WORK TO COMPLETE:
When you copy the material below, keep every line exact and omit the pictures.

SOURCE INFORMATION:
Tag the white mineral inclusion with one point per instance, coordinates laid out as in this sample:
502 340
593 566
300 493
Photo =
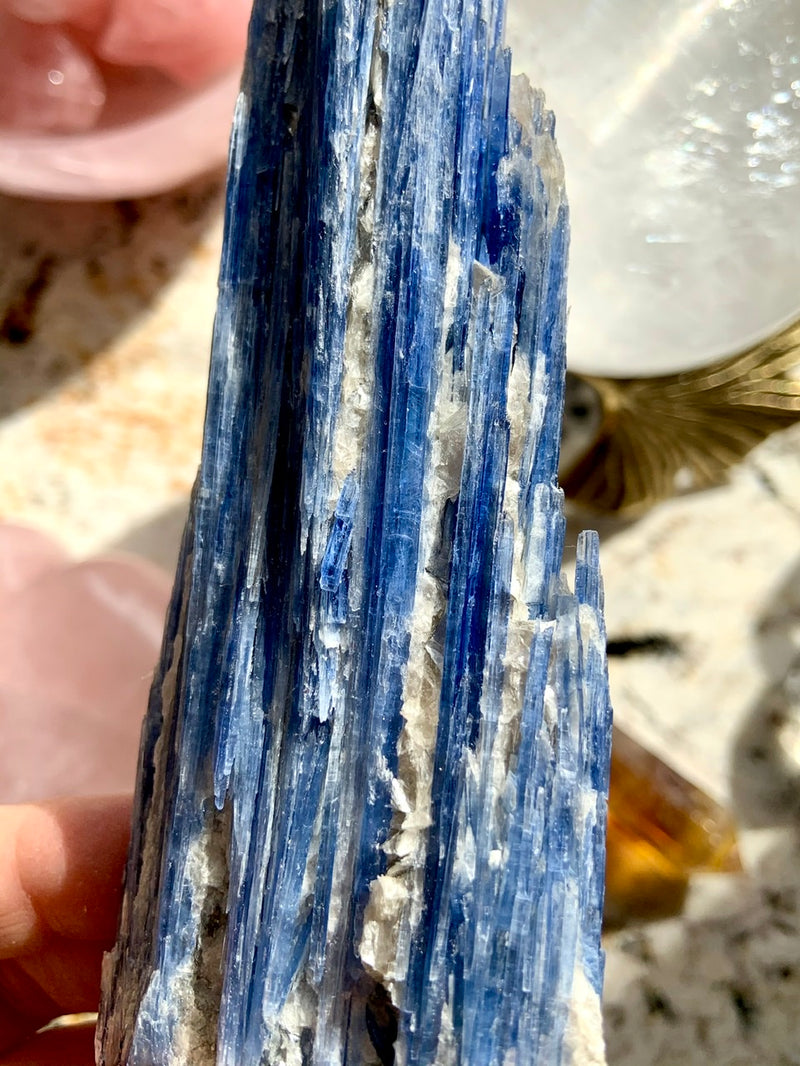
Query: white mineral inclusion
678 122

REPLY TO THE EXERCISE:
Tag the white mineral inclusion with one point per instance, coordinates laid out as in this sample:
502 340
593 566
300 493
Photo =
Query: white mineral inclusion
678 122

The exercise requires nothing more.